◆ **Short task**
Beginning at the line containing "pixel 393 235.", output every line to the end of the data below exactly as it appears.

## start Data supplied

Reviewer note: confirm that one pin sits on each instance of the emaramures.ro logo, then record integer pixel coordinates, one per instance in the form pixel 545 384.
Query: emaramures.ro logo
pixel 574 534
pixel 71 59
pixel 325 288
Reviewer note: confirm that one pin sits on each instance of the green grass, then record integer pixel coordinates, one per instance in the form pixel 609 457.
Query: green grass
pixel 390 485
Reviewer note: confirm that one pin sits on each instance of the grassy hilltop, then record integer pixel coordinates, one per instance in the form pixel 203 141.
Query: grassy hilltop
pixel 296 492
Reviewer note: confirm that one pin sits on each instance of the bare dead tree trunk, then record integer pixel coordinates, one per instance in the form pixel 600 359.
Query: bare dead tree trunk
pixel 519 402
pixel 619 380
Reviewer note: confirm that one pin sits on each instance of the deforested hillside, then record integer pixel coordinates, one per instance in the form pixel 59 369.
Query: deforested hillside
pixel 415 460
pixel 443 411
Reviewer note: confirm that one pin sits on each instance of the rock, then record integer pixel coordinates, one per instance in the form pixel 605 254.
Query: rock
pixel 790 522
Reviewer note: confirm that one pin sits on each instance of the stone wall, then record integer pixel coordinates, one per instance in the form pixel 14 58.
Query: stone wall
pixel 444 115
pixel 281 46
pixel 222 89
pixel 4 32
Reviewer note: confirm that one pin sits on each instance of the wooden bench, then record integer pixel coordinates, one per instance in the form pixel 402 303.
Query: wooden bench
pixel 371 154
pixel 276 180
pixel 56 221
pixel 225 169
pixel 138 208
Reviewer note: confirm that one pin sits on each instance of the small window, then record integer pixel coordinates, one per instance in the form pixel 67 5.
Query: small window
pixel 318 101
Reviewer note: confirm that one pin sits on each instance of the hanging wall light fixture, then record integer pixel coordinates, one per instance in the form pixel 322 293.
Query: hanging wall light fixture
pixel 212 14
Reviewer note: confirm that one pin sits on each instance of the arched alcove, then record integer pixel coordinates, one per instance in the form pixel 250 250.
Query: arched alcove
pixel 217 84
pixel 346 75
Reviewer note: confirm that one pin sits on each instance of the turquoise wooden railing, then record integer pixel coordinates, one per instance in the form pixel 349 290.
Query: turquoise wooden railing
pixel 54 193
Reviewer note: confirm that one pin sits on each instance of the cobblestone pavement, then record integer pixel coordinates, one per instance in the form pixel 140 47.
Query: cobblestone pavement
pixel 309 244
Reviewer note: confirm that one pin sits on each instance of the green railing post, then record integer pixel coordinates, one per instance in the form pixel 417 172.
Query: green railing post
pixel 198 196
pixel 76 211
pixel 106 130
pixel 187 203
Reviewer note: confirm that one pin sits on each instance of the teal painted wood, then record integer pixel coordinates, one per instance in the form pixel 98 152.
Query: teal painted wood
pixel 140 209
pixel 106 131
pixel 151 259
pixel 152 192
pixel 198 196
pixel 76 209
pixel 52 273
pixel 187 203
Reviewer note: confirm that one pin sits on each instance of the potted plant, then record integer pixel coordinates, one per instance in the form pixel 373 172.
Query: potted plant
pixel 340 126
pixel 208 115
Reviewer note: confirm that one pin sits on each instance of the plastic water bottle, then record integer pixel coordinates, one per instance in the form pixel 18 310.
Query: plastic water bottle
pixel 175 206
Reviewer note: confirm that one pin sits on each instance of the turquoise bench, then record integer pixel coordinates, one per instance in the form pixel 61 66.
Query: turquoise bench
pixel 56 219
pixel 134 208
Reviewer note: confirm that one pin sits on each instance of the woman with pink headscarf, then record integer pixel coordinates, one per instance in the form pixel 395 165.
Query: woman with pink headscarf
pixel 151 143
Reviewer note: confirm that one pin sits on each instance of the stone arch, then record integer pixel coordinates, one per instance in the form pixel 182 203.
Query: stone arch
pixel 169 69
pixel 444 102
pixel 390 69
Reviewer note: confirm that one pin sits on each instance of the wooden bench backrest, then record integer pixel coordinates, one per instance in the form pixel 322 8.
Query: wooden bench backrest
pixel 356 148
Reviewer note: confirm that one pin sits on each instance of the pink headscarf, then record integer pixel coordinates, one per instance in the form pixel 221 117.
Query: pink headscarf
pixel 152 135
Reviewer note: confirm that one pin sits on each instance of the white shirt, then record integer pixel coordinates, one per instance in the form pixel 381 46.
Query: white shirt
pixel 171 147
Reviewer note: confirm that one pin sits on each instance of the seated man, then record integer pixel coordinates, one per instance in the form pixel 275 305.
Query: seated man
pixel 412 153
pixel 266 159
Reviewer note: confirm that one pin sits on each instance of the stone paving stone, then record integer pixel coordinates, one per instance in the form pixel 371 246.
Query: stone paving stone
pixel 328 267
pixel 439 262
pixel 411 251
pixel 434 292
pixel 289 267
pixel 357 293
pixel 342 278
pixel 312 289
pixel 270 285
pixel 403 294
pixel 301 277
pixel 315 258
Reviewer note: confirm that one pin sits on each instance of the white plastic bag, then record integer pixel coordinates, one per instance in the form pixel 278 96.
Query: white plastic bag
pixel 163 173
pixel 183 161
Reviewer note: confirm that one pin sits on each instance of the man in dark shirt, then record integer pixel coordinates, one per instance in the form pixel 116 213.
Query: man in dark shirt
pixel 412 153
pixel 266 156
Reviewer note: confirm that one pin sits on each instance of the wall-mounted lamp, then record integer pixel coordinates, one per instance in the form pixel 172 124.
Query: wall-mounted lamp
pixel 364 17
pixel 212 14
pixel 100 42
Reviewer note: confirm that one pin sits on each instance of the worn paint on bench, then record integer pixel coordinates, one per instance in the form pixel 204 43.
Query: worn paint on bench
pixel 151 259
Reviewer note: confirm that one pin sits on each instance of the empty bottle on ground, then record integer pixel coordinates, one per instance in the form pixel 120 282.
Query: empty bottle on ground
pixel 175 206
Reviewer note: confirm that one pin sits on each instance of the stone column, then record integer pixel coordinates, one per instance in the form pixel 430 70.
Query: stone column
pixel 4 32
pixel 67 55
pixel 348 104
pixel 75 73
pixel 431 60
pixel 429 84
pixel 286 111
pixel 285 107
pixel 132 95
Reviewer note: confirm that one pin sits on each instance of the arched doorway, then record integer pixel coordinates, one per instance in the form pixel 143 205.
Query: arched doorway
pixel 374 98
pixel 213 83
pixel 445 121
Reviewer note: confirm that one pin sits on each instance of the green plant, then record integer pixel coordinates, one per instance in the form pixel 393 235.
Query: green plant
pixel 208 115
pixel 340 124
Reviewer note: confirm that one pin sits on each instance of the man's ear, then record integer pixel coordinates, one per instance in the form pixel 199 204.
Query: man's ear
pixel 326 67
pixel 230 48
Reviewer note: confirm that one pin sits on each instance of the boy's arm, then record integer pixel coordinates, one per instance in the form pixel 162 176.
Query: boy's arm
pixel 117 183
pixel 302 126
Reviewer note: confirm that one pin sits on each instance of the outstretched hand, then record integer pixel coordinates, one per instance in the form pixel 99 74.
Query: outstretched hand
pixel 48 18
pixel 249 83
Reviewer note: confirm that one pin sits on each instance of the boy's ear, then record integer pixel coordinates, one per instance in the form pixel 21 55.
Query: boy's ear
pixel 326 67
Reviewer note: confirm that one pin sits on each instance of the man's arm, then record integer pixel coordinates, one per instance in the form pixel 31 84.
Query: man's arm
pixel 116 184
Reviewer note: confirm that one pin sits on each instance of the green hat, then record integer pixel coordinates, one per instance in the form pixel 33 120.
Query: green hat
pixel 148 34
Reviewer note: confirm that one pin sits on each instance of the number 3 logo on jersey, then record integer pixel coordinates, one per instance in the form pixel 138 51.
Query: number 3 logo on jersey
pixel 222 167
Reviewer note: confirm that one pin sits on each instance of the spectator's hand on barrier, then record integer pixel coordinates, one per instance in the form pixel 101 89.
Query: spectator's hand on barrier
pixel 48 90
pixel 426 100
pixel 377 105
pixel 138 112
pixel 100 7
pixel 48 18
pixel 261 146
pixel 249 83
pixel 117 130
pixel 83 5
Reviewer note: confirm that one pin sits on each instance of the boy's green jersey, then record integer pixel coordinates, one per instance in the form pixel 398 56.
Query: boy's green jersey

## end Data supplied

◆ **Result of the task**
Reviewer note: confirm that one pin sits on each instance of the green plant, then record integer pixel coordinates, one per instance in the form pixel 393 235.
Query: green plant
pixel 208 115
pixel 340 124
Reviewer note: confirm that one pin sits on each instance of the man's ear, then record integer pixel coordinates, one per instance in the form pixel 199 204.
Query: man's ear
pixel 326 67
pixel 230 48
Reviewer note: confirm that one pin sits on each instance of the boy's arm, then record integer pixel coordinates, one per instance in the form pixel 162 176.
Query: boy's arm
pixel 117 183
pixel 302 126
Reviewer note: confirm that one pin sits on each instance of the outstretched hand, then record integer pixel coordinates, one per instance in the form pixel 99 74.
Query: outstretched hand
pixel 48 18
pixel 249 83
Reviewer note: confirm that one pin sits on each instance of the boy's ear, then record integer pixel coordinates, one per instance in the form pixel 21 55.
Query: boy's ear
pixel 326 67
Reviewer note: confirm that one pin sits on each instance of the man's arm, then record integer pixel coordinates, one per instance in the form pixel 31 84.
Query: man's arm
pixel 116 184
Reviewer note: confirm that one pin sits on each instance of the green hat, then record integer pixel coordinates, one per instance in the form pixel 33 120.
Query: green hat
pixel 148 34
Reviewer note: confirm that one pin sits on each instance of the number 3 logo on jersey, then record integer pixel coordinates, one per instance in the form pixel 138 51.
Query: number 3 logo on jersey
pixel 222 167
Reviewer note: confirm that one pin sits on each instance of the spectator's hand on barrier, then record integer pixel coordinates, one per instance in the form pixel 101 89.
Query: spectator's hand on barrier
pixel 48 90
pixel 426 100
pixel 377 105
pixel 138 112
pixel 100 7
pixel 48 18
pixel 261 146
pixel 249 83
pixel 117 130
pixel 83 5
Reviewer note: confirm that one pin sits on each instance of the boy's green jersey, then record integer pixel coordinates, one per instance in the form pixel 398 56.
Query: boy's green jersey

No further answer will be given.